### EXERCISE DESCRIPTION
Please output the data exactly, without omitting anything.

### DATA SUPPLIED

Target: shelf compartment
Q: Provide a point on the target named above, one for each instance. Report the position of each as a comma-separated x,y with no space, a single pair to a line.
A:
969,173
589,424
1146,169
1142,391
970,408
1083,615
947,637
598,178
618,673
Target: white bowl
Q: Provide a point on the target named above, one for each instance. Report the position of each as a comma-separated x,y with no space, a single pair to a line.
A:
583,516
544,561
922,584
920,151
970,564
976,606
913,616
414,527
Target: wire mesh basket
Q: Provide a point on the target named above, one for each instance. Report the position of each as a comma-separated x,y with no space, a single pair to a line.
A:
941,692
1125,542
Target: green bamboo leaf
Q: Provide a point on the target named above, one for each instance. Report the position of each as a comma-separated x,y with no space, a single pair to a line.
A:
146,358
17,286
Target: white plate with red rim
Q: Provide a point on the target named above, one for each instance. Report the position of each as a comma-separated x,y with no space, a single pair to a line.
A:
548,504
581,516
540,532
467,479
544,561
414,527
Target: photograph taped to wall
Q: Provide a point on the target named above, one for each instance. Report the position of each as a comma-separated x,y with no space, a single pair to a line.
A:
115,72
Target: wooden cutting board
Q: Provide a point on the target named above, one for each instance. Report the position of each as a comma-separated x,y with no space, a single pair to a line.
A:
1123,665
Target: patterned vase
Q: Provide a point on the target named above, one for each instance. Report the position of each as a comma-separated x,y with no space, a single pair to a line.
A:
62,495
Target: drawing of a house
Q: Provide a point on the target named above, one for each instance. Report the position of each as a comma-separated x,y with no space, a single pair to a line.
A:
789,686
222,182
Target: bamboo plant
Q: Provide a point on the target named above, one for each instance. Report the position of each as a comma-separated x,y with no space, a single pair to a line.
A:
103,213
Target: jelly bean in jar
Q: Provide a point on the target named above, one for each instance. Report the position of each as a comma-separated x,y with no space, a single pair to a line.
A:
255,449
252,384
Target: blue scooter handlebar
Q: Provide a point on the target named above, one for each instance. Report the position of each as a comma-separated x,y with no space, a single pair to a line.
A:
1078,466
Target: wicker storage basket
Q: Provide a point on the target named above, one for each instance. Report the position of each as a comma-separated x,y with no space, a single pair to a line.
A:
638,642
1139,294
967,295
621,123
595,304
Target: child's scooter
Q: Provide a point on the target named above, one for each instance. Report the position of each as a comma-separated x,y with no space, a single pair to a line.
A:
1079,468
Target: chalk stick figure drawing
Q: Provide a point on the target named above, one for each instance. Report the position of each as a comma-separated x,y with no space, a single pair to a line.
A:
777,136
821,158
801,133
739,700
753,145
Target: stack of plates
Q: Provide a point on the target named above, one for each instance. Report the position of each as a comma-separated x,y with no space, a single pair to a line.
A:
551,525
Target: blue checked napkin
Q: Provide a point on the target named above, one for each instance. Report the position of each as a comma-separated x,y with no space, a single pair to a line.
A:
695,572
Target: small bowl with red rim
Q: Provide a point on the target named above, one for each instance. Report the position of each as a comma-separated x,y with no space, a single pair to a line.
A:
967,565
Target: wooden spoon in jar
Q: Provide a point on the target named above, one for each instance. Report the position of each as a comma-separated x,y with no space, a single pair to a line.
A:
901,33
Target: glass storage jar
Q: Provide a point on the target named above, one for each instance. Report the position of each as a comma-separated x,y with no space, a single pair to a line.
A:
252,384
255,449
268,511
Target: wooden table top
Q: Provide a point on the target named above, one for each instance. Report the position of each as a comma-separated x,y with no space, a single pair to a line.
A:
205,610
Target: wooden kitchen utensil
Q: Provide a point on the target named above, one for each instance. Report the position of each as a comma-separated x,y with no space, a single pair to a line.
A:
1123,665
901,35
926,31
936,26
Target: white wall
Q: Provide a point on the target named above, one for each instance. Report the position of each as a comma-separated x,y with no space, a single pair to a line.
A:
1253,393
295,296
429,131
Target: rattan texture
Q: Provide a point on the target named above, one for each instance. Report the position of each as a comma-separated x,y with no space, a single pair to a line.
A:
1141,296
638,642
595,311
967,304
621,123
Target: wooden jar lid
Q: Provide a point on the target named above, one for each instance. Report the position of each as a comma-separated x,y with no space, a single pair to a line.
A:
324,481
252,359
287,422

### OUTPUT OF THE EXERCISE
Target: shelf compartment
Q: Provide a point on the target named above, one for each instance. Report the position of each as a comma-separated x,y with no space, a single pair to a line.
A:
969,173
589,424
1146,169
1142,391
970,408
1083,615
947,637
598,178
618,673
Target: white bowl
Q: Provide a point on the target named above, one for each instance. Report the position of each as a comma-separated x,y with no space, a single pair to a line.
A:
583,516
544,561
922,584
920,151
970,564
976,606
913,616
414,527
Target: wire mesh basket
Q: Provide a point on the target named above, one for each instance. Report the position of each as a comma-separated x,y with no space, a single pair to a line.
A:
941,692
1125,542
Target: green bamboo leaf
Q: Provide a point on the target named above, one for each instance. Report the position of each as a comma-separated x,y with no space, a single pair to a line.
A:
146,358
17,286
Target: white plate with red rim
Q: Provide a point on the target named above, one for each instance. Report the position of each as a comma-separated x,y with no space, a single pair to a line.
A:
548,504
581,516
540,532
467,479
544,561
414,527
Target: photograph taped to wall
Q: Provide a point on the target named above, one for each instance. Report the position of each as a comma-separated x,y with no space, a single pair to a line.
A:
115,72
Target: wooden cutting board
Q: Provide a point on the target named above, one for each instance. Report the position of each as a comma-separated x,y with no space, a single pair to a line.
A:
1123,665
Target: patterned vase
Q: Provide a point on the target named above, one for each instance. Report the position of each as a comma-separated x,y with no space, a single pair to a line.
A:
62,495
Target: drawing of a house
Q: Provide a point on the target named above, one for each instance. Report the position of each as a comma-separated x,y with no space, a single pair to a line.
A:
789,686
222,182
Target: bamboo plant
Q: Provide a point on the target named above, one for each instance. Report the position of each as a comma-separated x,y with no space, a single pair to a line.
A:
103,213
Target: jelly bean in jar
Q: Provide a point on the target named above, one for each instance. Report the position of each as a comma-separated x,y with no space, a single pair to a line.
A:
255,449
252,384
Target: blue scooter handlebar
Q: Provide a point on the target named above, one for each instance. Report the position of each as a comma-separated x,y with no space, a single pair to a line.
A:
1078,466
Target: wicker storage basket
Q: Provide a point on the target named above, one for each instance. Report the position of each as a comma-separated x,y with no space, a single pair to a line.
A:
638,642
1139,294
967,295
621,123
595,304
Target: child's scooter
Q: Provide a point on the target named above, one for each instance. Report the position of each as a comma-separated x,y with no space, a single pair to a line.
A:
1079,468
Target: chalk stick figure drawing
Q: Provide a point on the target named above, one for each instance. Report the position of each as a comma-separated x,y with no space, a single pair to a line.
A:
777,136
821,158
801,133
739,700
753,145
Target: stack of plates
Q: Provide a point on the target named above, one for each instance. Report the position of each as a comma-separated x,y with no space, a single pair to a line.
A:
551,525
Target: blue checked napkin
Q: Provide a point on the target named above, one for each instance. Report the position of each as a comma-separated x,y with no space, a single pair to a line.
A:
695,572
Target: small bowl with red rim
Q: Provide a point on the target named above, one for each instance. Report the position of each as a comma-separated x,y with no space, a single pair to a line.
A:
967,565
Target: wooden spoon in jar
Q: Provide a point on the target named above, one for each instance. Report the position of each as a comma-separated x,y with no space, a single pair to a line.
A:
901,33
Target: glass storage jar
Q: Provide a point on the target named above, one for each instance. Report the position of each as a comma-separated x,y with no space, a single pair to a line.
A:
252,384
255,449
268,511
Target: wooden table top
Q: Provide a point on the target named above, one for each instance. Report the position of each as a comma-separated x,y with no space, a single pair to a line.
A:
205,610
Target: wooden kitchen utensil
Q: Provide a point on the target named above, one for each instance. Report the position of each as a comma-separated x,y with no space, a single pair to a line.
A:
1123,665
901,35
926,31
936,26
Target: white wall
Q: Provide a point on the target named above, one for each instance. Report the position of each as a comma-separated x,y with no space, a single pair to a line.
A:
1253,393
295,296
429,131
Target: rattan texture
Q: Provide a point on the target named above, one for each instance. Report the position of each as a comma-separated x,y with no space, a single pair to a line.
A:
1141,296
638,642
595,311
967,304
621,123
Target: wooden jar lid
Q: Provide a point on the target named above, one for each instance. Report the position of each as a comma-separated x,y with no space, a single pair to a line.
A:
324,481
252,359
287,422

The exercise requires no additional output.